We have started this project by studying the overall architecture and atomic structure of the bacterial SMC complex using a multipronged approach including high-throughput site-specific chemical cross-linking, X-ray crystallography, and electron microscopy. The initial results demonstrated that the SMC complex exists in two distinct states: a closed rod-like state and a more open, ATP-bound ring-like state. We showed that ATP binding to SMC shifts the architecture from the rod-like to the ring-like form, while SMC ATP hydrolysis returns the complex to a rod-like configuration.
Next, we investigated how DNA binding to the SMC complex might be regulated and affected by ATP binding and hydrolysis. We determined the position of the DNA within the SMC complex at different stages of the ATP hydrolysis cycle. We showed that DNA binds differently to the ring- and rod-like states thus revealing a dynamic DNA reconfiguration during the ATPase cycle. In the rod-like state, DNA is held in a small DNA compartment, while in the ring-like state a DNA binding sites is exposed in a separate, much larger compartment which leads to binding of a DNA segment (or DNA loop) rather than a simple DNA double helix.

§ EXERCISE
Can you copy the SMC complex text word for word, beginning at "Next, we investigated" and stopping after "DNA double helix."?

§ RECORDED DATA
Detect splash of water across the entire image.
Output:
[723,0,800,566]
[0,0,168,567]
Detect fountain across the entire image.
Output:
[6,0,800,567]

§ FINISHED EXERCISE
Next, we investigated how DNA binding to the SMC complex might be regulated and affected by ATP binding and hydrolysis. We determined the position of the DNA within the SMC complex at different stages of the ATP hydrolysis cycle. We showed that DNA binds differently to the ring- and rod-like states thus revealing a dynamic DNA reconfiguration during the ATPase cycle. In the rod-like state, DNA is held in a small DNA compartment, while in the ring-like state a DNA binding sites is exposed in a separate, much larger compartment which leads to binding of a DNA segment (or DNA loop) rather than a simple DNA double helix.